**Material provided**
*-*-*
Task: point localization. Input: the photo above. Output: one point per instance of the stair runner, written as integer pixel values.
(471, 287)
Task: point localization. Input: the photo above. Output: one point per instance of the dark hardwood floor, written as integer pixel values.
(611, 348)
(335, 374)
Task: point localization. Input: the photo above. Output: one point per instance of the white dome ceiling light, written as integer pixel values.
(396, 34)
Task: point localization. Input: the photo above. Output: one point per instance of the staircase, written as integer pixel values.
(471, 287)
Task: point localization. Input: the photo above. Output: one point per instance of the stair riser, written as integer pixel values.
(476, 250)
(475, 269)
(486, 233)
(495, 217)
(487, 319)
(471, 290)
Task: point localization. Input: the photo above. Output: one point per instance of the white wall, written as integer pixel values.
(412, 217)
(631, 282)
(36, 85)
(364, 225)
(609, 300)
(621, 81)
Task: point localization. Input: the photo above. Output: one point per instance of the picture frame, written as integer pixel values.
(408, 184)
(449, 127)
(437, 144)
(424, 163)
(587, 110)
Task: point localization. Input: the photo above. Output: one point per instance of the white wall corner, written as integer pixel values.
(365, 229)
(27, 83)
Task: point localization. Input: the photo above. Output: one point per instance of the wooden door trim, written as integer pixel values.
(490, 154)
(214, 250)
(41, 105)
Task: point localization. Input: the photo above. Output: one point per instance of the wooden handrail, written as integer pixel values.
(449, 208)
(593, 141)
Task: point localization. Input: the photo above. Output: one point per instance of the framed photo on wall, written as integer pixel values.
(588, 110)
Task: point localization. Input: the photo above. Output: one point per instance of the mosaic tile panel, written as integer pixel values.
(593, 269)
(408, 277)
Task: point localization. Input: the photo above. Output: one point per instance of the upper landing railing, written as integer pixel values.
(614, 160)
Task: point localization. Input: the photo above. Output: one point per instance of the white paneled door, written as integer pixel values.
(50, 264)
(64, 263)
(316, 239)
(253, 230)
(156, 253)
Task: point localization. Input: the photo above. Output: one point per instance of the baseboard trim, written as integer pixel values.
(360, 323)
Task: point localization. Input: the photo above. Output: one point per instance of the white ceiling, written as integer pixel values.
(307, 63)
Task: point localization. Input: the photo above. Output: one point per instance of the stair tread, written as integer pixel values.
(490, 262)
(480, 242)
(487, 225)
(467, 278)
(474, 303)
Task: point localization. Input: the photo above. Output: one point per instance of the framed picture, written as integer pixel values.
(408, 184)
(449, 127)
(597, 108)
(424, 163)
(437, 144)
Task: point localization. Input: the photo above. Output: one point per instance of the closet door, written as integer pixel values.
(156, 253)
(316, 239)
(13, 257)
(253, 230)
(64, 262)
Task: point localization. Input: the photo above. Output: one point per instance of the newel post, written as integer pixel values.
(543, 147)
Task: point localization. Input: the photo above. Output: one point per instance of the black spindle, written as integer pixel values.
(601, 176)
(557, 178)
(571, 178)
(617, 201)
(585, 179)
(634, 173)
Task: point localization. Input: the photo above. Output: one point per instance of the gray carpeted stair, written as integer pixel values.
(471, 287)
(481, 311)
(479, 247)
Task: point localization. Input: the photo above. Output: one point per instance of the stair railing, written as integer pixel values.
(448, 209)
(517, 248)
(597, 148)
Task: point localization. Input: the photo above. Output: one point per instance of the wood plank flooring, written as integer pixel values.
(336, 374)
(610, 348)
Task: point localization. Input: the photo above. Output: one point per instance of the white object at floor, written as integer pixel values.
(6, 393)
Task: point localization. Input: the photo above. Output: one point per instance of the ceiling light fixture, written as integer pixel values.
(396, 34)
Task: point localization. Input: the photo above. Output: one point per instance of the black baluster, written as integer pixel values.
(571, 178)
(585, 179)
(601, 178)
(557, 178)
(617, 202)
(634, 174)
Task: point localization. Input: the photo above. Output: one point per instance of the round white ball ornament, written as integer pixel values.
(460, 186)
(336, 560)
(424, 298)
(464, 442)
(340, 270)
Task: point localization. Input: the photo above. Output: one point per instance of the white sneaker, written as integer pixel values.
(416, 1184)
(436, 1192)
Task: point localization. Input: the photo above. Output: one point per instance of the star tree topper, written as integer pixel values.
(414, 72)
*-*-*
**What this task involves**
Starting at the row that contains "sneaker, written as integer pixel values." and ending at the final row, write out every row again in full. Shift each point coordinate by -83.

**Complete answer**
Task: point localization. Input: the photo above. Output: one point per instance of the white sneaker, written as integer pixel values.
(333, 1101)
(353, 1109)
Task: point localization. Input: the photo above. Output: one point per instance of the star tree topper, written as integer pixel values.
(331, -11)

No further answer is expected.